→ 本文:
•••

ひょんなことがきっかけで、齢三十半ばで日本文学研究にのめりこみ、大学に通うようになった。学部、修士と進んだが、修士論文提出のみを残したまま、大学院を中退してしまった。
いい歳をして、研究者になれるはずもない現実と、ADHD特性の故か資料の整理が苦手(苦痛)という性格と、凝り固まった組織人間にすぐ喧嘩を売る性分と、酒癖と女癖の悪さも相まって、お利口さん揃いの日本文学研究なんざ、もとより自分の場所ではなかったのだ。
なにをトチ狂っていたのだろうか。
作家の話の続きはこうだ。
「詩と詩人は、特別な存在なんだよ。俺は、もともと画家で、小説家にもなったが、詩人には絶対になれない。それは、俺にも、わかるんだよ」
グラス片手に語る、老齢にさしかかった作家は、少し寂しそうにみえた。
詩は、詩人は、そういう存在なんだと、爾来ずっと心の奥に刻んだまま、馬齢を重ね、とうとう還暦に近い年齢になってしまった。
文学研究を諦め大学院を去り、在野で、小説や評論を書いてきたが、評価されることはなかった。
食うための職業は、なんでもよかった。
もの書きになれれば良かったのだから。
それでも、ボランティアセンターの職員、NPO職員、福祉サービス業と、転々としながら職を選んできたのは、技能を持たない以上、会社に入る手段は営業職くらいで、売りたくもない商品を売る仕事だけは、したくなかったからだ。
最後の勤め先は、株式会社が運営する発達障がい児の通所施設、いわゆる放課後等デイサービスだった。
これが、人生の転機になるだろうとは、入社当初、思いもしなかった。
今から思えば、典型的なブルシット会社だった。トップダウンの効率的な組織運営を金科玉条として突き進み、短期間で店舗(教室)を激増させ、あっという間に業界最大手まで上りつめていた会社だった。

•••

→ エントリー一覧:
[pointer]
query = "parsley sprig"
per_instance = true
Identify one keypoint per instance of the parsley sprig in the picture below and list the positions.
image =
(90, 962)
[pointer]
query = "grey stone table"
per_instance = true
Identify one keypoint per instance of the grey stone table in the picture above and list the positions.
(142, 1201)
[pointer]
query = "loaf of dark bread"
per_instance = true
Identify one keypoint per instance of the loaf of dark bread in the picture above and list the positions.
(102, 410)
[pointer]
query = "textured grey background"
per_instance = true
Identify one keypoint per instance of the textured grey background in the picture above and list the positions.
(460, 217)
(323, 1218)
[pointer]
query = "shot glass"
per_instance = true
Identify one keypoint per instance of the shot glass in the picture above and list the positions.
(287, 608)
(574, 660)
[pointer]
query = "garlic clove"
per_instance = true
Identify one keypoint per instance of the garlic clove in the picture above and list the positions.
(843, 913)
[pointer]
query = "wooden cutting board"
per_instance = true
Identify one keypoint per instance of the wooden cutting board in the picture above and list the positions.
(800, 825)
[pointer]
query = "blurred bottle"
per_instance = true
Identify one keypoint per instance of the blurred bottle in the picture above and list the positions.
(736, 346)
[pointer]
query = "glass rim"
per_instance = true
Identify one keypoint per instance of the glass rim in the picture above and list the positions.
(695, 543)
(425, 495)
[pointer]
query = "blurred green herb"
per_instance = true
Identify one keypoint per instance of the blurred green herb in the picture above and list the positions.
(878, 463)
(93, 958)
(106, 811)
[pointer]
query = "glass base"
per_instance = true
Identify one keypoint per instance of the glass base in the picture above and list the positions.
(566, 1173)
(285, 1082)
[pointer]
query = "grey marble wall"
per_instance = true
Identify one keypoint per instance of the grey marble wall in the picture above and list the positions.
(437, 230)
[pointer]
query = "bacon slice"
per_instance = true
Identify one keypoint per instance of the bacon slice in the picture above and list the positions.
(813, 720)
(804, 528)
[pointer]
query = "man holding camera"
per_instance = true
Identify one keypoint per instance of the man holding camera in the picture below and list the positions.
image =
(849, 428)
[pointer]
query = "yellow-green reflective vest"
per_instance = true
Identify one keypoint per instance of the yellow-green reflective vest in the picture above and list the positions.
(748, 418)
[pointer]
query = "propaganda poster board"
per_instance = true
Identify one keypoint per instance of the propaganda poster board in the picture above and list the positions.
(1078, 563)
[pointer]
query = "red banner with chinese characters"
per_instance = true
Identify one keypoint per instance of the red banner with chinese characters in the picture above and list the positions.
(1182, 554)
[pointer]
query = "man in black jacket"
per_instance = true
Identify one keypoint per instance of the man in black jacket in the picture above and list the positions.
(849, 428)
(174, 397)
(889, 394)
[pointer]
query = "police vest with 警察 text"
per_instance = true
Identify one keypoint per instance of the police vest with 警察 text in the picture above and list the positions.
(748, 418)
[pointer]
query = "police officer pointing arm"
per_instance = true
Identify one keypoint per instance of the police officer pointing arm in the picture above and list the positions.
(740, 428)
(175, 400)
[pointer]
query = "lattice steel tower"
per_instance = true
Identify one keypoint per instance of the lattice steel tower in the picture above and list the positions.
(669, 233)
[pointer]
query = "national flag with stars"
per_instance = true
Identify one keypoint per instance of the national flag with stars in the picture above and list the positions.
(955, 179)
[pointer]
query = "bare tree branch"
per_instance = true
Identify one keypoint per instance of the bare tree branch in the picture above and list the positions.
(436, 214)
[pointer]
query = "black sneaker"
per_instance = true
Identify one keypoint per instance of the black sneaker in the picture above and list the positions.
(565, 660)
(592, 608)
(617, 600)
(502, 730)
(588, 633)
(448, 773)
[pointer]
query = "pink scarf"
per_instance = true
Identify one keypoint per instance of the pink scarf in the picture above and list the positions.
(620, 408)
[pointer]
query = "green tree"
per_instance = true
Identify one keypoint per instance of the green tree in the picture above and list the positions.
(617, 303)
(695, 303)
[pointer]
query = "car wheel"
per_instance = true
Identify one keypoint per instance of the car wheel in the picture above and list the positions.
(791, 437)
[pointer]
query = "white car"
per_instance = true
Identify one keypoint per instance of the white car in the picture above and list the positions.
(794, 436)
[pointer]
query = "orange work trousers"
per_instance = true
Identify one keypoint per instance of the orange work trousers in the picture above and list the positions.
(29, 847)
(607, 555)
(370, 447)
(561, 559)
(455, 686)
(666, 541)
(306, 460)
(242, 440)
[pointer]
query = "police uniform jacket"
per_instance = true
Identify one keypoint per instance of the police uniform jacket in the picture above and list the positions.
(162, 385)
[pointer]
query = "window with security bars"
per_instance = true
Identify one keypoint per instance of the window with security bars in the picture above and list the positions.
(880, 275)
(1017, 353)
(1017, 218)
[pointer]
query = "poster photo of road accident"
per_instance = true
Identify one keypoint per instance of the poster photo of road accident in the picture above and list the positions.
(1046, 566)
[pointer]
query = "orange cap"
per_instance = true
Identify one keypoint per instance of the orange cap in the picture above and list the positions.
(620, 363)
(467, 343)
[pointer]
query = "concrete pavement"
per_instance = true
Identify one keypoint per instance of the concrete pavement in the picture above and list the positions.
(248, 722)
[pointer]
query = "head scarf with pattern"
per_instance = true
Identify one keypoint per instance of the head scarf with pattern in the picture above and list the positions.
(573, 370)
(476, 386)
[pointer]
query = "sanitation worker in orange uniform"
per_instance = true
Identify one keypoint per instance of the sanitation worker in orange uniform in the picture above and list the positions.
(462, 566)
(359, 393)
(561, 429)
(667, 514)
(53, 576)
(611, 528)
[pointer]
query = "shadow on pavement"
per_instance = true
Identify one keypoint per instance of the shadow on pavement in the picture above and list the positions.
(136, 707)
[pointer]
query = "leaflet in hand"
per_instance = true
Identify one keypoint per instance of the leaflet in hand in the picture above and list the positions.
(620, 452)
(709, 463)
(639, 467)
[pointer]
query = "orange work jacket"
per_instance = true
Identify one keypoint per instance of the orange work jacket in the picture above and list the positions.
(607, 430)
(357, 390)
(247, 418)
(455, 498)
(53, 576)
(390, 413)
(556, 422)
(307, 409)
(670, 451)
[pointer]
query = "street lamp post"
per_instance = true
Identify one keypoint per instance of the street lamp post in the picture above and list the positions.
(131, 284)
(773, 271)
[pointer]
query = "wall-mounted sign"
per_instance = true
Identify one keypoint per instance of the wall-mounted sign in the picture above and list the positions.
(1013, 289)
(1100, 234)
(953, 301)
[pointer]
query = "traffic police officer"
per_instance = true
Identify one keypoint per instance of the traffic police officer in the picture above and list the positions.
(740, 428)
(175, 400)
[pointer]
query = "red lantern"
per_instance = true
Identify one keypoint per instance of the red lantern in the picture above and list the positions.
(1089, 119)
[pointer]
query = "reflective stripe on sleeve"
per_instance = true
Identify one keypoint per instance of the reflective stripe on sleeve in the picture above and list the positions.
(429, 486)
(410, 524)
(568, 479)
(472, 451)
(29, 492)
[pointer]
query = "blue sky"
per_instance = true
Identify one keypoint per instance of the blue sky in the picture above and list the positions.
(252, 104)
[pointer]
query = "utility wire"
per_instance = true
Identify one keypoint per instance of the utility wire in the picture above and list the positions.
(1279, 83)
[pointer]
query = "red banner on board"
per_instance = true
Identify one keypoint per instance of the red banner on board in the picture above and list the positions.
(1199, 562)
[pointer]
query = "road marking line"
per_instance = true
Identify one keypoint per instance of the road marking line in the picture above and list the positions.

•••

→ 小課題 1:
次の(a)〜(c)が本文の内容と合っているかを「はい」か「いいえ」で判定し、判定の決め手となる本文の語句を原文どおり引用せよ。
(a) 筆者は修士論文を提出し、大学院を修了した。
(b) 作家はもともと画家だった。
(c) 筆者の最後の勤め先は、NPO法人が運営する施設だった。
→ 小課題 2:
本文のうち「それでも、ボランティアセンターの職員」で始まる段落を、主な事実を残して箇条書きに書き直せ。
エントリーは参照しなくてかまわない。

→ 記述解答 1:
(a) いいえ:「修士論文提出のみを残したまま、大学院を中退してしまった。」
(b) はい:「俺は、もともと画家で、小説家にもなったが」
(c) いいえ:「株式会社が運営する発達障がい児の通所施設」

→ 記述解答 2:
- ボランティアセンターの職員、NPO職員、福祉サービス業と職を転々としてきた
- 技能を持たないため、会社に入る手段は営業職くらいしかなかった
- 売りたくもない商品を売る仕事はしたくなかったので、そうした職を選んできた